■ **Prompt 1**
Answer these from the text on new-app and git:
(a) Which flag would be added to new-app, and on which command does it currently exist?
(b) What do new-app and new-build fall back to when pointed to a directory that is not a git repository or has no origin remote defined?
(c) When will the fix be included?

Discussed w/ Cesar.. in the case that you are trying to new-app (or new-build) from a git repo and we couldn't find git, we will tell you explicitly that we could not find git and you need to either: 1) install git (or get it into your path) 2) specify --binary to do setup a binary build (which does not require git) This will involve adding the --binary flag to new-app, as it currently only exists on new-build.
Both new-app and new-build currently have a behavior defined when pointed to a directory that is not a git repository or does not have an origin remote defined. They fall back to creating a binary build using the information from that directory. If git is not installed, the behavior should be to treat the directory as input for a binary type of build. PR https://github.com/openshift/origin/pull/10135
PR https://github.com/openshift/origin/pull/10135 merged. A fix will be included when OSE is rebased with the latest origin.

■ **Records supplied**
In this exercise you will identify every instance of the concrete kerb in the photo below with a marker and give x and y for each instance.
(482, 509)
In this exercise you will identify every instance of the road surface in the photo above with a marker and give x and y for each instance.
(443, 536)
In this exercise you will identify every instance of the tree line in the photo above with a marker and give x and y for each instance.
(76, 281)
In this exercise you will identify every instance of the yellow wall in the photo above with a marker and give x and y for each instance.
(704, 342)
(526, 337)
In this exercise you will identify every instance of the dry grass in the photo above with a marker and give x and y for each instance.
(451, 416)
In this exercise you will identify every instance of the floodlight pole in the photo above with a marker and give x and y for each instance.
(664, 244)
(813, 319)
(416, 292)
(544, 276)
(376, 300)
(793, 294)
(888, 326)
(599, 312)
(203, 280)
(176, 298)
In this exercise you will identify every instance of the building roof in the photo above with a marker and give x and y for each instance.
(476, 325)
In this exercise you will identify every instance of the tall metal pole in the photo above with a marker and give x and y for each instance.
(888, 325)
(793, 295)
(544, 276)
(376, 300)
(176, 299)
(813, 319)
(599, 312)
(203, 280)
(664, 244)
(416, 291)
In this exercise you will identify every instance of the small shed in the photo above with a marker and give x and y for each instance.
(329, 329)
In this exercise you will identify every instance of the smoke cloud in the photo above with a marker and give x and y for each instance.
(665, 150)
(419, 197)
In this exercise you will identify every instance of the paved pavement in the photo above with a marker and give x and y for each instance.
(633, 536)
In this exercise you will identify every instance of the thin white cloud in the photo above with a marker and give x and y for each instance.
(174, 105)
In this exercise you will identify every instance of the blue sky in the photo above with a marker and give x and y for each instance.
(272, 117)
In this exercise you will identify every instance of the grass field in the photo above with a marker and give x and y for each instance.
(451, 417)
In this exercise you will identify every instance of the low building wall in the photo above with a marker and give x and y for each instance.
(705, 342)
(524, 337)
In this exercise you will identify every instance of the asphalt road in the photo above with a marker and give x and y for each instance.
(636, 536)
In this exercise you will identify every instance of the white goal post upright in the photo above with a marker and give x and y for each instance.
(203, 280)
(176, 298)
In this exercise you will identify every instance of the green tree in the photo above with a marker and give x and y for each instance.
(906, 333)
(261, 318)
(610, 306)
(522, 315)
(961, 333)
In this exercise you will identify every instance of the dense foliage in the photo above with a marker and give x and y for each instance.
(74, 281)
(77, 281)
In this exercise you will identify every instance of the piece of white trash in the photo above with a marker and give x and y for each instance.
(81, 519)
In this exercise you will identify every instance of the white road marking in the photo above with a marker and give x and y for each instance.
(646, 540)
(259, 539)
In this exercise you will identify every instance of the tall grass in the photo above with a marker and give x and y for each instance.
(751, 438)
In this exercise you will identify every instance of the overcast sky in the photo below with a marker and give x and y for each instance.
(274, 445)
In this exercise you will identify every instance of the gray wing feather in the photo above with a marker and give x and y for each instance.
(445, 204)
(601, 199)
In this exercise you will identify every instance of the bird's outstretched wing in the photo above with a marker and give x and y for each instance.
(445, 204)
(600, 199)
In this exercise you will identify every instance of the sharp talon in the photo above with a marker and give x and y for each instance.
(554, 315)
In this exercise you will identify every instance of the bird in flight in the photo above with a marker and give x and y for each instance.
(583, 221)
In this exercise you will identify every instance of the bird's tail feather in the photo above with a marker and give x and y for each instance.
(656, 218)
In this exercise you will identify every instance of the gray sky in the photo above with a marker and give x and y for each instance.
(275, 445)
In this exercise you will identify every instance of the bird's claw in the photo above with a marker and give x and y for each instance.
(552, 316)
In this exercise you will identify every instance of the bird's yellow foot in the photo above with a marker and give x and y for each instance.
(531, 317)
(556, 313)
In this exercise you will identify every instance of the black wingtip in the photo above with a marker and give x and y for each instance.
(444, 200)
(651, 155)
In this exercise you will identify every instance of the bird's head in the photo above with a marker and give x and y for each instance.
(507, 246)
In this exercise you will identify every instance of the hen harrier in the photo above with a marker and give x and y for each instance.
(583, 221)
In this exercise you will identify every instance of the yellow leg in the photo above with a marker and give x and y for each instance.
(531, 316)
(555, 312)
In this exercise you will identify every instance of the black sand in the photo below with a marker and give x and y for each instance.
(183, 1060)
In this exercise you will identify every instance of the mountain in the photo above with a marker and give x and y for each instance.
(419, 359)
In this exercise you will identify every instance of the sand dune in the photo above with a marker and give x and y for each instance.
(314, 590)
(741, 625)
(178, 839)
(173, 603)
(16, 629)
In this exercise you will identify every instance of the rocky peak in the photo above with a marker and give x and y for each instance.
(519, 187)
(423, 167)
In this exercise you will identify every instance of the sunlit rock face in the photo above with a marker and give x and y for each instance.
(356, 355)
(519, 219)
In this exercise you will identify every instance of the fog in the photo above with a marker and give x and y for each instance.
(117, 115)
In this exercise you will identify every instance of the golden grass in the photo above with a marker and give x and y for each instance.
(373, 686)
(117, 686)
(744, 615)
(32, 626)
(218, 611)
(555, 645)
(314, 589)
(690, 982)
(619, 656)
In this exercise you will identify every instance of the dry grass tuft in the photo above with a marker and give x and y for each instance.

■ **Prompt 2**
Collect every line of the records that contains the string "building". Case counts.

■ **Final answer 1**
(a) The --binary flag; it currently exists only on new-build.
(b) They create a binary build using the information from that directory.
(c) When OSE is rebased with the latest origin.

■ **Final answer 2**
In this exercise you will identify every instance of the building roof in the photo above with a marker and give x and y for each instance.
In this exercise you will identify every instance of the low building wall in the photo above with a marker and give x and y for each instance.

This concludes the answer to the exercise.